» **EXERCISE OBJECTIVE**:
Reproduce exactly the line with "the utility pole and record integer pixel coordinates." and all the lines beneath it, stopping only at the end of the material.

» **SOURCE INFORMATION**:
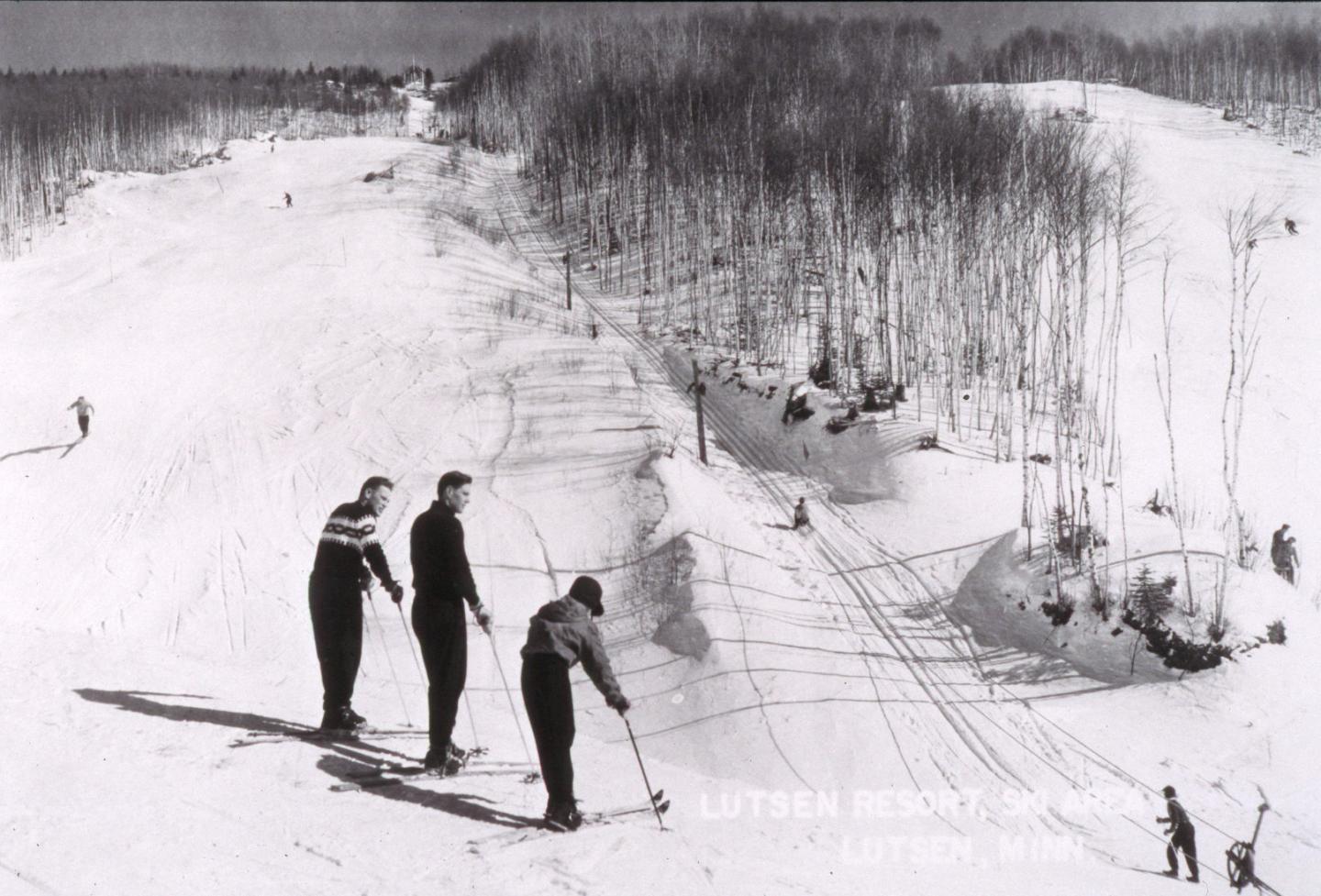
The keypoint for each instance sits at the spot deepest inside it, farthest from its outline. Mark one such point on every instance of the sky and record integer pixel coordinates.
(448, 36)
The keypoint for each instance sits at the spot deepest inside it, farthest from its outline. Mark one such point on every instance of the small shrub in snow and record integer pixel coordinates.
(1059, 611)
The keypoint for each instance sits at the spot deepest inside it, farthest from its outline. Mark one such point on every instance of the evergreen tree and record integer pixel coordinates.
(1149, 599)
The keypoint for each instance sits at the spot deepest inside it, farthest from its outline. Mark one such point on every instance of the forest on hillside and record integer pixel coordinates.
(59, 126)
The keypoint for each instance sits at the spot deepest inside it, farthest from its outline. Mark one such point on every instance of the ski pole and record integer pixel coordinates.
(645, 781)
(422, 676)
(381, 633)
(510, 697)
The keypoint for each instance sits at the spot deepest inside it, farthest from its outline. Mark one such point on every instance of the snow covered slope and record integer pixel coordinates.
(251, 365)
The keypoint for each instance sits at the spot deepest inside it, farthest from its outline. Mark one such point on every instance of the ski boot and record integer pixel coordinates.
(563, 817)
(443, 763)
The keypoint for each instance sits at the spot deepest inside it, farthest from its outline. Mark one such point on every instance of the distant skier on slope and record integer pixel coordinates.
(1182, 834)
(801, 518)
(443, 581)
(335, 596)
(561, 635)
(84, 411)
(1284, 555)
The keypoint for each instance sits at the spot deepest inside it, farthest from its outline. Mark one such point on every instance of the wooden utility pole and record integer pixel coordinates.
(568, 283)
(699, 389)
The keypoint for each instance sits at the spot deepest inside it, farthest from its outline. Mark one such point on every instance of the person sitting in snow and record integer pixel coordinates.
(1182, 834)
(559, 636)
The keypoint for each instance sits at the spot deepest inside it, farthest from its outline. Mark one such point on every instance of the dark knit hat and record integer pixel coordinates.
(587, 591)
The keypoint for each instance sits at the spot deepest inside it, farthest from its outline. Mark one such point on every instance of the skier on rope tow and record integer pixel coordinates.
(1182, 834)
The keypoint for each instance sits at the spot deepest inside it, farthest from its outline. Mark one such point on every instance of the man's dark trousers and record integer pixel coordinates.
(1185, 841)
(337, 626)
(443, 637)
(549, 709)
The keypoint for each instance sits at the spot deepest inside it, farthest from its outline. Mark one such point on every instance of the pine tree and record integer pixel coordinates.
(1149, 600)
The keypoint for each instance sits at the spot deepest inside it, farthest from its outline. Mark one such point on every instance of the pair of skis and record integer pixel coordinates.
(396, 775)
(658, 805)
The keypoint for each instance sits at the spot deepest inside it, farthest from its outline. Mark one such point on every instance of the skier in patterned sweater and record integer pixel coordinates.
(335, 596)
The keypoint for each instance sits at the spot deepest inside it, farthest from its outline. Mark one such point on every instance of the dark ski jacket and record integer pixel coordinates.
(1177, 818)
(349, 538)
(563, 628)
(438, 557)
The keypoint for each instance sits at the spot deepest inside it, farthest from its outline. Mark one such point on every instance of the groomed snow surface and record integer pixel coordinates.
(818, 721)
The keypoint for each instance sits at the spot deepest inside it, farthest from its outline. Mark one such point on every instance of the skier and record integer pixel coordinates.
(84, 411)
(561, 635)
(1290, 555)
(1182, 835)
(443, 581)
(801, 514)
(335, 596)
(1284, 555)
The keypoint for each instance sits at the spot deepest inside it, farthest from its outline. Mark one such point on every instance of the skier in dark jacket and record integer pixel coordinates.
(559, 636)
(84, 411)
(1284, 555)
(443, 583)
(1182, 835)
(801, 517)
(335, 596)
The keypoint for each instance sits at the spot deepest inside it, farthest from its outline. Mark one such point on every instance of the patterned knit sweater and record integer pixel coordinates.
(348, 539)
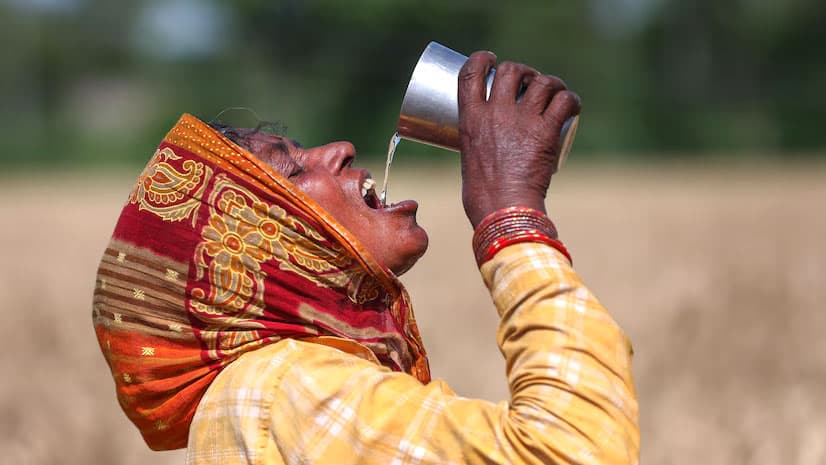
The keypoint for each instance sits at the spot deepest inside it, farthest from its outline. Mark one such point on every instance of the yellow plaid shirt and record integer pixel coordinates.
(568, 367)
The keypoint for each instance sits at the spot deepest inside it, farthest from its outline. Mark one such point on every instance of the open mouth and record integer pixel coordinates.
(368, 193)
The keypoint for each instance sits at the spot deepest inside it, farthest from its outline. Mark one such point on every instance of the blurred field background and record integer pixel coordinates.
(694, 201)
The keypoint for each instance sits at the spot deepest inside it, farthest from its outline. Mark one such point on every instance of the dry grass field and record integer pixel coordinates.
(718, 274)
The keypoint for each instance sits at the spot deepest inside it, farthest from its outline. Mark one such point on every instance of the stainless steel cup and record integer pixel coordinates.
(430, 109)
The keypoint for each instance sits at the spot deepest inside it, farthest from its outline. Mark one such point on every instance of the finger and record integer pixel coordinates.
(508, 81)
(472, 77)
(564, 105)
(541, 89)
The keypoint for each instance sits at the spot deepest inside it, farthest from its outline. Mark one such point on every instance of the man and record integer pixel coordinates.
(249, 309)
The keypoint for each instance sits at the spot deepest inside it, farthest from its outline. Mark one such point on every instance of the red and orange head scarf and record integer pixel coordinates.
(215, 254)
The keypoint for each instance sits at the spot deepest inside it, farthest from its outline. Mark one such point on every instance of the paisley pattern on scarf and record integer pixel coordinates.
(167, 192)
(215, 254)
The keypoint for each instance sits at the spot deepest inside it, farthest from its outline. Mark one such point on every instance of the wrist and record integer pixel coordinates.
(479, 210)
(513, 225)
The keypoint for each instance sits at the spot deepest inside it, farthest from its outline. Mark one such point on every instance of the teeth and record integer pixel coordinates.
(367, 186)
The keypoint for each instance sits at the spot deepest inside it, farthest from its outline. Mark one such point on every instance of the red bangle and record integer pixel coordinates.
(510, 226)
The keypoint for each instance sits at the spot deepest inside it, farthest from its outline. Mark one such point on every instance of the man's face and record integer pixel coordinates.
(324, 173)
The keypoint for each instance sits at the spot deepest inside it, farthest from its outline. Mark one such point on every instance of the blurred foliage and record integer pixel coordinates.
(100, 81)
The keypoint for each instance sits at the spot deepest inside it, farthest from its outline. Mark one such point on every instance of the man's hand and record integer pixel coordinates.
(509, 147)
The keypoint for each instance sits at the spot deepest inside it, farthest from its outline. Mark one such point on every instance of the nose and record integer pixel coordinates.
(334, 156)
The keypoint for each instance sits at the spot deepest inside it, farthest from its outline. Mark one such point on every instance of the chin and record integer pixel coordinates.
(413, 249)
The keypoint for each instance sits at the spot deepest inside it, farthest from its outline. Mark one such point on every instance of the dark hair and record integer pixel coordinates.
(240, 136)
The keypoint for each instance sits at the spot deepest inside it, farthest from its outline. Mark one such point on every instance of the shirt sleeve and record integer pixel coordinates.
(568, 367)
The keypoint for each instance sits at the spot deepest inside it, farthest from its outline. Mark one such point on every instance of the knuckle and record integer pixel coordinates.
(507, 67)
(557, 81)
(571, 99)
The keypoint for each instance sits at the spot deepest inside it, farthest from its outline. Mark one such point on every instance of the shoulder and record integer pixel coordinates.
(266, 367)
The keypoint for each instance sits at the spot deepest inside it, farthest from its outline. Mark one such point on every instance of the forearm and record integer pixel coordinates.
(568, 362)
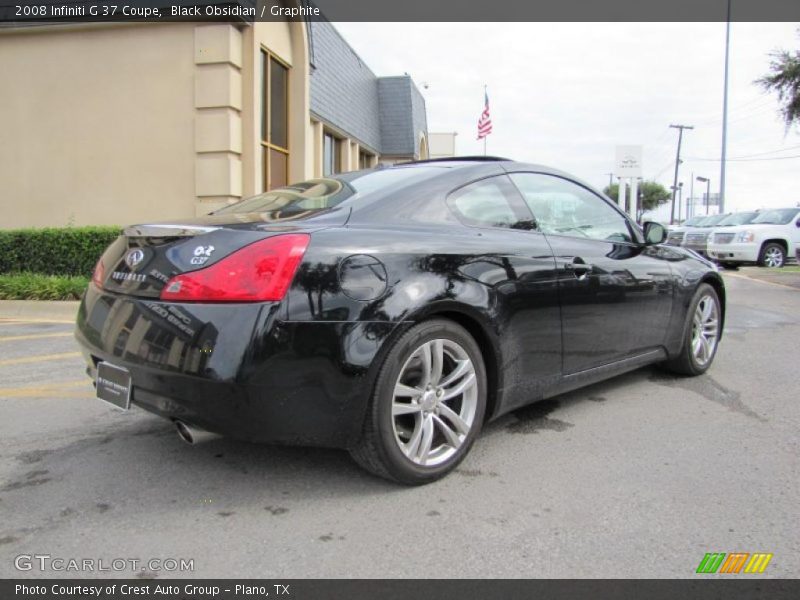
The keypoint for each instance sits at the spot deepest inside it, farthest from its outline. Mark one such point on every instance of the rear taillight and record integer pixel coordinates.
(259, 272)
(99, 274)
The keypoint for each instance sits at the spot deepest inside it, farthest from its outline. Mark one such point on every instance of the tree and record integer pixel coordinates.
(651, 195)
(784, 78)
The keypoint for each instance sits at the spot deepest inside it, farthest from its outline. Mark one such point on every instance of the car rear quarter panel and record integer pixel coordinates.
(508, 298)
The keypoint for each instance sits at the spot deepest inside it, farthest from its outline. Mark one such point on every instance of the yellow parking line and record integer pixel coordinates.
(55, 389)
(13, 321)
(40, 358)
(783, 285)
(34, 336)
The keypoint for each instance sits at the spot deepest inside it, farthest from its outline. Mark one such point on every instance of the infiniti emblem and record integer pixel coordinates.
(134, 257)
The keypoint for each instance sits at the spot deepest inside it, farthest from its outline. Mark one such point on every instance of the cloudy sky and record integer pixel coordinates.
(565, 94)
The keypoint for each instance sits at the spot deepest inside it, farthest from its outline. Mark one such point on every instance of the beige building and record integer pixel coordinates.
(442, 145)
(122, 123)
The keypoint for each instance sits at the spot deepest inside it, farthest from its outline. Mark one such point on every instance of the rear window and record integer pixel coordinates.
(776, 217)
(711, 221)
(738, 219)
(311, 197)
(694, 221)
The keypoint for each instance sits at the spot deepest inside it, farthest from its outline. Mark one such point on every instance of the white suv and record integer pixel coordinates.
(772, 236)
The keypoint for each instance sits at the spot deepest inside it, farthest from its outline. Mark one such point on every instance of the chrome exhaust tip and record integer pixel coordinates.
(193, 435)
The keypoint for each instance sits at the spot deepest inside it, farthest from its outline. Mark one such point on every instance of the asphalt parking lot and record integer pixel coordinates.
(636, 477)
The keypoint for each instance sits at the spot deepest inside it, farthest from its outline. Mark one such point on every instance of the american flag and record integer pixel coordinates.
(485, 122)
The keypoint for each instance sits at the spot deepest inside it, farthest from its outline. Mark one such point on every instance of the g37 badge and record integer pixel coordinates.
(201, 255)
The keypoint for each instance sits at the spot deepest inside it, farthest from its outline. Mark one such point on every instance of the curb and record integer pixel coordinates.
(39, 309)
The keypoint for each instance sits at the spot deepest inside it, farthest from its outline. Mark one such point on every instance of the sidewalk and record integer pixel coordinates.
(39, 310)
(787, 276)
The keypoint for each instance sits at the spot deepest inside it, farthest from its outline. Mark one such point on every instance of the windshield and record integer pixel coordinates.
(780, 216)
(305, 199)
(712, 220)
(738, 219)
(694, 221)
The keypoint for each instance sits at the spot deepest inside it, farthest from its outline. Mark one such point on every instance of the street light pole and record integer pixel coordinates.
(680, 129)
(725, 115)
(708, 190)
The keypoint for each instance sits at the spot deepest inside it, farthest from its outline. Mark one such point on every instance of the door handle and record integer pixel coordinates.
(580, 269)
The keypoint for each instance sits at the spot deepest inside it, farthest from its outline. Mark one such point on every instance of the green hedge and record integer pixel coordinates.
(54, 251)
(33, 286)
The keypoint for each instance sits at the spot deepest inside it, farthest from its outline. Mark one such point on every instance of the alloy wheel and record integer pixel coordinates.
(773, 257)
(434, 402)
(705, 330)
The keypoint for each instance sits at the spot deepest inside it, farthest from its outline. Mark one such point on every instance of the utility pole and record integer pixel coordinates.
(725, 115)
(680, 129)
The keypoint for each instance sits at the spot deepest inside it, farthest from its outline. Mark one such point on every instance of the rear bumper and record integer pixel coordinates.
(733, 252)
(237, 370)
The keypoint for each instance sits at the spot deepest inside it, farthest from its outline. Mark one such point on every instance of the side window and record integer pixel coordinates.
(561, 207)
(488, 203)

» **RESPONSE AREA**:
The keypoint for each instance sits at the spot deepest inside it, farthest from its outline. Mark one such point on every instance of the utility pole and record integer pixel coordinates.
(725, 115)
(680, 129)
The keypoint for each instance sits at the spot deepest inside it, farthest from its outline. Mark one such point on every instance of the rear bumper and record integer pixel coordinates.
(733, 252)
(237, 370)
The keypoint for each instance sits at the spot deepest inside it, farthest from its outline. Mark one such point on every instance of the side window and record integer pixel coordinates.
(561, 207)
(488, 203)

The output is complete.